start Input data
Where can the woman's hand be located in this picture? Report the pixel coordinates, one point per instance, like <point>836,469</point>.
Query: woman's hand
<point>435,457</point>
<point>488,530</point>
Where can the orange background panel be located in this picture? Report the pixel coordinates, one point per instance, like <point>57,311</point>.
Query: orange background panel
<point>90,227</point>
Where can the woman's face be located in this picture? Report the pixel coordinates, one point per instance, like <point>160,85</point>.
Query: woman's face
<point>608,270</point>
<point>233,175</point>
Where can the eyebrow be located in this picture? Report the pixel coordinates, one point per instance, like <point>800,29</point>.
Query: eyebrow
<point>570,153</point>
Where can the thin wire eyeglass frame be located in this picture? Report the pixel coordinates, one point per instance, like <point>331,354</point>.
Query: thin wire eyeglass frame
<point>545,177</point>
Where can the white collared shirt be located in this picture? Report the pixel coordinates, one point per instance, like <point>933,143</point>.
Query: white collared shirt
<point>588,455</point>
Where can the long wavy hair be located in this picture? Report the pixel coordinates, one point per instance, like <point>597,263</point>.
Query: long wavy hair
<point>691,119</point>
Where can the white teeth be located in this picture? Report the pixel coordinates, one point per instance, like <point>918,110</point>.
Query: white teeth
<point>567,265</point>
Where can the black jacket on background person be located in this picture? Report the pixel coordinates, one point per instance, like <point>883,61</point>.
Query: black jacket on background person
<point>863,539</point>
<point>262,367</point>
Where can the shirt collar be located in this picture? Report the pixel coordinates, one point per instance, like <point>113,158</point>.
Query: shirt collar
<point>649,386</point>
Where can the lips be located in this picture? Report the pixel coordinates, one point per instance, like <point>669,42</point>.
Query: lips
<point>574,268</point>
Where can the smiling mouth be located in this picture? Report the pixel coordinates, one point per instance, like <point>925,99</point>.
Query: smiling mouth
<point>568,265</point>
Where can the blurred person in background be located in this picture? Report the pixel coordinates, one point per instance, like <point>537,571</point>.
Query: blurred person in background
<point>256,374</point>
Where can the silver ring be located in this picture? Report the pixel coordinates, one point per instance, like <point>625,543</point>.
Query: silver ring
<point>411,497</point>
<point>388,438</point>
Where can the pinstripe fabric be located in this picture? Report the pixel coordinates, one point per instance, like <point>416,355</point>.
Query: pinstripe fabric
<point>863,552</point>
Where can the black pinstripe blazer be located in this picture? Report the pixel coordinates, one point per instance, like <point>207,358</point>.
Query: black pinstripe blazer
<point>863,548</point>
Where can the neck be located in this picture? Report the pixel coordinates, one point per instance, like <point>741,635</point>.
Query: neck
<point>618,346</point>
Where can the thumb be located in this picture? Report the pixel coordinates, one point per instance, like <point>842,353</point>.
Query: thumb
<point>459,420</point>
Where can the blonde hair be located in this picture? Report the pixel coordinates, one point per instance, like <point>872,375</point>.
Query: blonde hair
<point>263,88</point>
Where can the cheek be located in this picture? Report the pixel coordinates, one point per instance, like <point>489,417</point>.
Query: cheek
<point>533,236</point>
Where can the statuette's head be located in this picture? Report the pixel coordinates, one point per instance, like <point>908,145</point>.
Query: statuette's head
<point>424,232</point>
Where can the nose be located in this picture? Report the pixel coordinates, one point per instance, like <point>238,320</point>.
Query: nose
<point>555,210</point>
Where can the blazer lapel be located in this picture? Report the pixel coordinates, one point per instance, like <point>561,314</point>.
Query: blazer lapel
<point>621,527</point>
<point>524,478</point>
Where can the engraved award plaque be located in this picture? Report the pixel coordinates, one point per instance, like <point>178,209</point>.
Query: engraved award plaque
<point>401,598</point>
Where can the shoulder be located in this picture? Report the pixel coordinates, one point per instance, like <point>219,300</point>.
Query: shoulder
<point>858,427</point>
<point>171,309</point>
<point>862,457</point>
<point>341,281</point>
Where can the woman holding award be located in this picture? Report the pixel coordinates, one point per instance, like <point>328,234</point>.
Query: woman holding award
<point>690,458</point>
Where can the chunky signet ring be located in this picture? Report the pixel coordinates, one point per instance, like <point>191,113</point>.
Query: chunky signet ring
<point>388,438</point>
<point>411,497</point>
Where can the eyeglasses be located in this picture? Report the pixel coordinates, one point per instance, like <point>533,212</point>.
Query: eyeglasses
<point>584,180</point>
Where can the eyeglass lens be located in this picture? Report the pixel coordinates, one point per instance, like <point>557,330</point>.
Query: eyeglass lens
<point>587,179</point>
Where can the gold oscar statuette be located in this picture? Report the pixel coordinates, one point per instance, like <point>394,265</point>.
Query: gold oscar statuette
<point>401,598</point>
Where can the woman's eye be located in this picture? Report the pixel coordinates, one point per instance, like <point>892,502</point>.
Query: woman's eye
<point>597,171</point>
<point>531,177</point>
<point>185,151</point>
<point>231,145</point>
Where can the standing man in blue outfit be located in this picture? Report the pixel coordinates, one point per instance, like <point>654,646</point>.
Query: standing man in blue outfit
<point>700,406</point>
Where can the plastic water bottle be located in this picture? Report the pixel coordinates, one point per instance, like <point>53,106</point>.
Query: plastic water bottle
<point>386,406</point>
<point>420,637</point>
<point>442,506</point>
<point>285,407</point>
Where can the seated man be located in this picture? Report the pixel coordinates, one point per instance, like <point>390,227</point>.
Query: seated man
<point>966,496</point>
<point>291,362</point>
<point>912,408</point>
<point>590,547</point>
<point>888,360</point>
end Input data
Please recast the data as a Markdown table with the columns Row and Line, one numbered row per line and no blank lines. Begin at the line that contains "Where can the gold" and stop after the line that contains "<point>700,406</point>", including nothing outside that span.

| Row | Line |
|---|---|
| 1 | Where can the gold oscar statuette be located in this picture? Report the pixel coordinates, one point per instance, like <point>394,265</point>. |
| 2 | Query: gold oscar statuette |
| 3 | <point>401,598</point> |
| 4 | Where can the woman's eye be located in this picture? Report the pixel coordinates, one point per instance, like <point>892,502</point>. |
| 5 | Query: woman's eye |
| 6 | <point>597,171</point> |
| 7 | <point>531,177</point> |
| 8 | <point>185,151</point> |
| 9 | <point>231,145</point> |
| 10 | Where can the standing man in blue outfit be located in this picture? Report the pixel coordinates, one point per instance, like <point>654,646</point>. |
| 11 | Query: standing man in blue outfit |
| 12 | <point>700,406</point> |